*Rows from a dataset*
· · · ·
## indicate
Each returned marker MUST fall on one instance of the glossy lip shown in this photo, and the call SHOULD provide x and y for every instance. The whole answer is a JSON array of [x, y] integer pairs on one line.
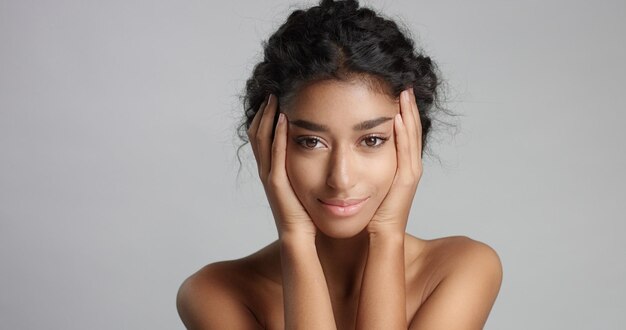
[[343, 207]]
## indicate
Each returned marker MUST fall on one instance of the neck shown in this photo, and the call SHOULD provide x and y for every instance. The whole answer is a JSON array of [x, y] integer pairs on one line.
[[343, 262]]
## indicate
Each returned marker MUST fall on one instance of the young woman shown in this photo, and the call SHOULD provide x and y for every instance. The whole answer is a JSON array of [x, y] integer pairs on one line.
[[338, 115]]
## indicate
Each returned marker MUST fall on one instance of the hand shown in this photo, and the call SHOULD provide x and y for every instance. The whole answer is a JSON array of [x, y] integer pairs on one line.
[[289, 214], [393, 213]]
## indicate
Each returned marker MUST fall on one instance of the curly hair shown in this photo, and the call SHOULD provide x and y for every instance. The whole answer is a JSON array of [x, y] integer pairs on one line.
[[340, 40]]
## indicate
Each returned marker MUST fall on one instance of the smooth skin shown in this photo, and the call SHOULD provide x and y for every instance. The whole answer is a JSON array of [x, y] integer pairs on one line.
[[343, 140]]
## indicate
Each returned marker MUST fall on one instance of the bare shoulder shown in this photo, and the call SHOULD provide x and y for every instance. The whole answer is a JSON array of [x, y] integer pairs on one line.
[[461, 253], [211, 299], [467, 282], [221, 295]]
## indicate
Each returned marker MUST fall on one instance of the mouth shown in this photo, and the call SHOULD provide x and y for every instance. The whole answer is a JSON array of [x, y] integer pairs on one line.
[[343, 207]]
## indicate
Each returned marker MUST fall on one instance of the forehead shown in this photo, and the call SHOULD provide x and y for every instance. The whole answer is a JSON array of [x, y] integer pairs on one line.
[[340, 102]]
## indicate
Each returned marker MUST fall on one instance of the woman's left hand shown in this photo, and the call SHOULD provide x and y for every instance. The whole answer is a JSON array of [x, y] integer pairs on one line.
[[393, 213]]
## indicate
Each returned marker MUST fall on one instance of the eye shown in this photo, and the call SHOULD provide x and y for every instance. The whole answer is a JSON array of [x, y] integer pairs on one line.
[[309, 142], [373, 141]]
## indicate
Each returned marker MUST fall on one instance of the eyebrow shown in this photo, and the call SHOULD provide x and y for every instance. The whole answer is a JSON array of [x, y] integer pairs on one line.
[[362, 126]]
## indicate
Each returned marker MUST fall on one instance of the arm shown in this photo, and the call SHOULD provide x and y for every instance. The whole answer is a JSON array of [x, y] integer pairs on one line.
[[382, 304], [464, 297], [305, 292], [206, 301]]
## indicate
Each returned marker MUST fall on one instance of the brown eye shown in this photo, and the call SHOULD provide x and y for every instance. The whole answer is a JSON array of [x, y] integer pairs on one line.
[[373, 141], [310, 143]]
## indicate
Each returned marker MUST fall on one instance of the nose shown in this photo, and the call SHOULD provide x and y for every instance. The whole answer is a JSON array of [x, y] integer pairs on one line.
[[341, 173]]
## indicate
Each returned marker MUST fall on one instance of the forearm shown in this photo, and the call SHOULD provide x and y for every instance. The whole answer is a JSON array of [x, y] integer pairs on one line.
[[305, 292], [382, 304]]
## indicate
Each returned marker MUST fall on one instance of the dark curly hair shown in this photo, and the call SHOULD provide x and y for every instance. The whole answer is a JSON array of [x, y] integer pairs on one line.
[[338, 40]]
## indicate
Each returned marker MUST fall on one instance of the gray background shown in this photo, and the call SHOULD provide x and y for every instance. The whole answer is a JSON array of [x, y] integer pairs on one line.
[[118, 175]]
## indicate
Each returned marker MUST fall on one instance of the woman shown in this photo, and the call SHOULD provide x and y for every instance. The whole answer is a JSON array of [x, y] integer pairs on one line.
[[337, 115]]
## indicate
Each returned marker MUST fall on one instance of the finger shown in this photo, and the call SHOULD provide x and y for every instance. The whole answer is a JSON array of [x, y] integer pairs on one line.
[[279, 147], [418, 123], [254, 127], [264, 136], [278, 172], [409, 124]]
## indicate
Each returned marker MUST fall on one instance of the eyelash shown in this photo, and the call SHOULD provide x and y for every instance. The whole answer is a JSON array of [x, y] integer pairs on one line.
[[303, 139]]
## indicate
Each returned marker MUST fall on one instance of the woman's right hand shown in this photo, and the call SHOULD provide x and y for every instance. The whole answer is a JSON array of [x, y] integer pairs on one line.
[[289, 214]]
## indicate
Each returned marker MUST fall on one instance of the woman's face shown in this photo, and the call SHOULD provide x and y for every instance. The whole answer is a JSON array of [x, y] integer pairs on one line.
[[341, 155]]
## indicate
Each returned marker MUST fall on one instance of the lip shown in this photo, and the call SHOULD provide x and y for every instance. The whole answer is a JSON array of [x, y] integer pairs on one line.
[[343, 207]]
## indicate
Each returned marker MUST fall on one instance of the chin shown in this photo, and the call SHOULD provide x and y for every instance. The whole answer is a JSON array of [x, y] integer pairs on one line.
[[341, 228]]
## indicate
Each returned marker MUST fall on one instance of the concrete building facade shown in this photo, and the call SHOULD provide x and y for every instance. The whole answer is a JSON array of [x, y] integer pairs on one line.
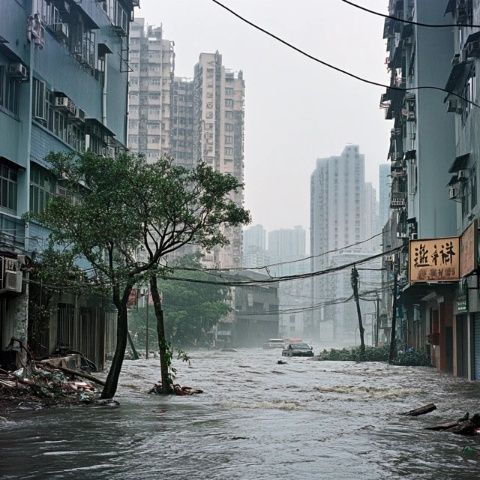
· · · ·
*Instructions for the task*
Find every line in the material above that contains the word “curly” and copy each of those lines.

*Completed exercise*
Each returned marker MUST fall on one instance of the curly hair shown in this photo, and the call SHOULD provide x and y for every instance. The whole answer is a JSON array of [x, y] integer pairs on one line.
Each returned marker MUST fall on one instance of the dark curly hair shown in this photo, and the call SHOULD provide x and y for every instance. The whole answer is a JSON array of [x, y] integer pairs on one line.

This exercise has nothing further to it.